= WHAT YOU NEED TO DO =
Looking at each line of the data below, tally those that contain the word "shoreline" and give only the total.
################
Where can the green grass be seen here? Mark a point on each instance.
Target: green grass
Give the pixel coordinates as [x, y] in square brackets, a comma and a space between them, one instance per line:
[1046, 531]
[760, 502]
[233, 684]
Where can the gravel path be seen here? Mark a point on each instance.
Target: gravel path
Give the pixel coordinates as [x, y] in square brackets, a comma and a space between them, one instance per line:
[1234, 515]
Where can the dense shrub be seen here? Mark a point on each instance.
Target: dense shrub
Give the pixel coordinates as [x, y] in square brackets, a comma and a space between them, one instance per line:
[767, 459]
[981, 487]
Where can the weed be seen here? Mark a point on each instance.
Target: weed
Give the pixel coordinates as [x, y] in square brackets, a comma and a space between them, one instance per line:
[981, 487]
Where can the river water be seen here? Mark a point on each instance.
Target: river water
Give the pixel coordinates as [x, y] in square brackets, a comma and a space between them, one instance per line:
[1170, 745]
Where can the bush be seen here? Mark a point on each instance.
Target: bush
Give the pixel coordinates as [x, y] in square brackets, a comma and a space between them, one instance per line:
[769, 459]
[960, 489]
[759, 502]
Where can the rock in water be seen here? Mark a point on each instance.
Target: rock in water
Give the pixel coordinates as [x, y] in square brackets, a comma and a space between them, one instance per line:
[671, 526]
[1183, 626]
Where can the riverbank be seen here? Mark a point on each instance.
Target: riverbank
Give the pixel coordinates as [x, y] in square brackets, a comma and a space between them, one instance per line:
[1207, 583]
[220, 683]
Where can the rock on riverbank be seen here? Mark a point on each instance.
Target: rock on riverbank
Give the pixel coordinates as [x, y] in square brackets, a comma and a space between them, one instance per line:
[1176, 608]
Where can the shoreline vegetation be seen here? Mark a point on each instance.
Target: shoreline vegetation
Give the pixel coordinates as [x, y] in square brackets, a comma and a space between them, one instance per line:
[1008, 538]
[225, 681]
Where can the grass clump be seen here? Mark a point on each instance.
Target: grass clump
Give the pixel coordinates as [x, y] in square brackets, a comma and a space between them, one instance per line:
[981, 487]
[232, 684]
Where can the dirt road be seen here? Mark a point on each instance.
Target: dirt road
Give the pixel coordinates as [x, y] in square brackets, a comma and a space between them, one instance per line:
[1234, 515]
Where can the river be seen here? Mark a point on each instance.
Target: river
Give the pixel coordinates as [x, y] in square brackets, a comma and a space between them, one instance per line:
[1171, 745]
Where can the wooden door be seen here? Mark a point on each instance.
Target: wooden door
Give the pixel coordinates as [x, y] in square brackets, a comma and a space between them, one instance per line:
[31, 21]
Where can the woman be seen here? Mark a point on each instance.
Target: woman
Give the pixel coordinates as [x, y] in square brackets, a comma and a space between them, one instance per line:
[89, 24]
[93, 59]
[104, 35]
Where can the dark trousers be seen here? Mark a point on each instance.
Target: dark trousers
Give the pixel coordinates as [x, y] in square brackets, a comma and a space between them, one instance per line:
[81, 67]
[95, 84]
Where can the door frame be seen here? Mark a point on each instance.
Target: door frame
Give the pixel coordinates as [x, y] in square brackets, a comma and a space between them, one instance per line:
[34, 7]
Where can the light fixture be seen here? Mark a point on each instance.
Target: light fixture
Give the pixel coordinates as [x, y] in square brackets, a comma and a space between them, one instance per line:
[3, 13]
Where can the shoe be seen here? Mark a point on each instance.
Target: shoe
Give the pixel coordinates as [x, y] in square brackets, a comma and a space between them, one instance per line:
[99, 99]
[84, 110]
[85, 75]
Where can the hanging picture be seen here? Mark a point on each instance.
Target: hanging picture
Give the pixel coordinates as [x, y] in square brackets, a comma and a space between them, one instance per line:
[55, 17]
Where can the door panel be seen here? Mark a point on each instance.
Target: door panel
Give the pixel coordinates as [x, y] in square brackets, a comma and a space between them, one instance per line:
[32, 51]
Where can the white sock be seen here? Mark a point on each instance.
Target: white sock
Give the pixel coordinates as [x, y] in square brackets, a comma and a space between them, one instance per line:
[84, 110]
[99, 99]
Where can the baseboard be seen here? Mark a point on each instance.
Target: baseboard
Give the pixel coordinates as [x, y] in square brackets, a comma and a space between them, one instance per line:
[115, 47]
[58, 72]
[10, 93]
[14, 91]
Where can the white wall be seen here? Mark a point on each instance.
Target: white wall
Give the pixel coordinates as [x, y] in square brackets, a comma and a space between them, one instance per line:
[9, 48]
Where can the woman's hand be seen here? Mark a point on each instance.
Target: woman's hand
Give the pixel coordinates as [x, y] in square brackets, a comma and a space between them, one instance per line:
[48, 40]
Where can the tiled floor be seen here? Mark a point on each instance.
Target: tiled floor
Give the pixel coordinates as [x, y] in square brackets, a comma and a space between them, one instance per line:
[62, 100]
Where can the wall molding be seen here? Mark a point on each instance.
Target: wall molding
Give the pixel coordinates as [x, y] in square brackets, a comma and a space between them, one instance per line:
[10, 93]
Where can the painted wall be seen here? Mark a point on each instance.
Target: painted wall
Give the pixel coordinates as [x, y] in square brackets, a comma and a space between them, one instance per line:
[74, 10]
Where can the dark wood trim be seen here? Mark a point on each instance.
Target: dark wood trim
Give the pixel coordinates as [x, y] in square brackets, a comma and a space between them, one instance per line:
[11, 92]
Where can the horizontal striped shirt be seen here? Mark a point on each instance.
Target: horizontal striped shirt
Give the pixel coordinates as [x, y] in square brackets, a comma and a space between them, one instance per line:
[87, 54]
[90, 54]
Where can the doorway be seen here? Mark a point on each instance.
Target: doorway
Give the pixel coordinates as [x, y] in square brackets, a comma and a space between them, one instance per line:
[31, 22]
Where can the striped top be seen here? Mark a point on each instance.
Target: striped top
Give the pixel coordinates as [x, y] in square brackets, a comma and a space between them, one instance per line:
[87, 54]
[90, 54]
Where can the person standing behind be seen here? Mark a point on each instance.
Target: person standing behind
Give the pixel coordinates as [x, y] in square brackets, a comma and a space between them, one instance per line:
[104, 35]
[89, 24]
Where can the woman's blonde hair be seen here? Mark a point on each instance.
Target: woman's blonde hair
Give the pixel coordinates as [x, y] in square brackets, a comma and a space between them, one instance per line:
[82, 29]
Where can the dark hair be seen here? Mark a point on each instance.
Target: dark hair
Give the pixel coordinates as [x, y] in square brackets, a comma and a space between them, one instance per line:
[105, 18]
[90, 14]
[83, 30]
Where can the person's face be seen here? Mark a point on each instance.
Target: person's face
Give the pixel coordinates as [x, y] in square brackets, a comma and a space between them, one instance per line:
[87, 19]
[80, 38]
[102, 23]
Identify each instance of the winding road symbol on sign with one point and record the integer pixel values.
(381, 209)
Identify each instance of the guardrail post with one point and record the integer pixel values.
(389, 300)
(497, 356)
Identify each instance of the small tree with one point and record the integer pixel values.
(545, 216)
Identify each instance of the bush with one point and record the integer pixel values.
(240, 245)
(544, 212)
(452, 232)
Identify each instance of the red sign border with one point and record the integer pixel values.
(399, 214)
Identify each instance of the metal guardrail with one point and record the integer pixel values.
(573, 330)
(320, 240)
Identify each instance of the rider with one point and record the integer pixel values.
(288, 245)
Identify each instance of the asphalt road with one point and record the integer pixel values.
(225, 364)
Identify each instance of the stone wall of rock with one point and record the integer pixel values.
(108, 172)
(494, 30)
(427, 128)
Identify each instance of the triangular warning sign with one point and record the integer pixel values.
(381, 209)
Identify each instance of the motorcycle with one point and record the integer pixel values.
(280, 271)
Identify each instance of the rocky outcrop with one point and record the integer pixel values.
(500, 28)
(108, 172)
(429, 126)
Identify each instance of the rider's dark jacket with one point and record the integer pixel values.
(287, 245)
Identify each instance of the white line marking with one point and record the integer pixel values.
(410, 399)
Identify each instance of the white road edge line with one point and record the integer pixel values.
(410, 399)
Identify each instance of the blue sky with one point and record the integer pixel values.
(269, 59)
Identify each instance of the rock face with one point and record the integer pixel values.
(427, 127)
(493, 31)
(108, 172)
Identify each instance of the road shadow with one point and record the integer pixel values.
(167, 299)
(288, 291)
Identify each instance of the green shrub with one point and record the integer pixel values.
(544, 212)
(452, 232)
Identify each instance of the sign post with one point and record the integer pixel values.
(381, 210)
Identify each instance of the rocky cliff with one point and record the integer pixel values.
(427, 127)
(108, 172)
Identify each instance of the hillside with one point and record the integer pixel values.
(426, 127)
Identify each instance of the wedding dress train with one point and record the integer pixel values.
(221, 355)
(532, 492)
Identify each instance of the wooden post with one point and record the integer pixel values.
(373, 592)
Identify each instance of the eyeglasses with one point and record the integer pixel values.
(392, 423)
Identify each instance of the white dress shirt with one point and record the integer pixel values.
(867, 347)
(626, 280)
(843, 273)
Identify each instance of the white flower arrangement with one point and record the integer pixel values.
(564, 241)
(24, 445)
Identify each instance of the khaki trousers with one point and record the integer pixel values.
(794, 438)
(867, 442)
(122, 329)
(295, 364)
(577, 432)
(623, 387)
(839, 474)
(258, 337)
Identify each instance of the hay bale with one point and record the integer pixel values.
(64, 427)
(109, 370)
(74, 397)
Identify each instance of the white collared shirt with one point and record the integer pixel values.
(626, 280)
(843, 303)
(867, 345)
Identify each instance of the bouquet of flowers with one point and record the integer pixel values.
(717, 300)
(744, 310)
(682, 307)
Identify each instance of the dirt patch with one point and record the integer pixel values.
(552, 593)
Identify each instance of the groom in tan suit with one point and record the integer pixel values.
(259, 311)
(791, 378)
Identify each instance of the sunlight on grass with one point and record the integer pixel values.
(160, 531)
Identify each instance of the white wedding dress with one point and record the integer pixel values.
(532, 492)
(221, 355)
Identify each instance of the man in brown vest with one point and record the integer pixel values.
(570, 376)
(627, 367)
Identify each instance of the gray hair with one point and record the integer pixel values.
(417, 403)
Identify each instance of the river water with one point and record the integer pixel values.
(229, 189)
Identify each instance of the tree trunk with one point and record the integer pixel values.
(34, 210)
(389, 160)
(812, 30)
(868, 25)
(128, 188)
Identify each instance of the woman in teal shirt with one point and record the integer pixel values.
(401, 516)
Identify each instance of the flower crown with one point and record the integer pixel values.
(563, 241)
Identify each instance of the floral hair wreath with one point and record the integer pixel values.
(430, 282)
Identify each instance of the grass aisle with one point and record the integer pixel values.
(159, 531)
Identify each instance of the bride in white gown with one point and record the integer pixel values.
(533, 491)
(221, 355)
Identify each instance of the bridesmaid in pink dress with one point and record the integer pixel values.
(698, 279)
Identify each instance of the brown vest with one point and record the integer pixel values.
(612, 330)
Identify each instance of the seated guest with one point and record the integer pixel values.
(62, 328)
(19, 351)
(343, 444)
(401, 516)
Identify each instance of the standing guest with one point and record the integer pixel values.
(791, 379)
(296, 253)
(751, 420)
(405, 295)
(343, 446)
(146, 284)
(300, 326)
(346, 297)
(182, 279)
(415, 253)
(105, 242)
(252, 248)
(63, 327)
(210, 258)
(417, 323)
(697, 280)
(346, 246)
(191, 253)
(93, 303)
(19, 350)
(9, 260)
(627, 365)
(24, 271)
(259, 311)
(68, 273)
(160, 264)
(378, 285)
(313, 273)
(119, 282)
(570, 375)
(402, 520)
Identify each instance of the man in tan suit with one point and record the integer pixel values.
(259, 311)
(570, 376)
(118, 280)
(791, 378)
################
= OUTPUT FOR THIS TASK =
2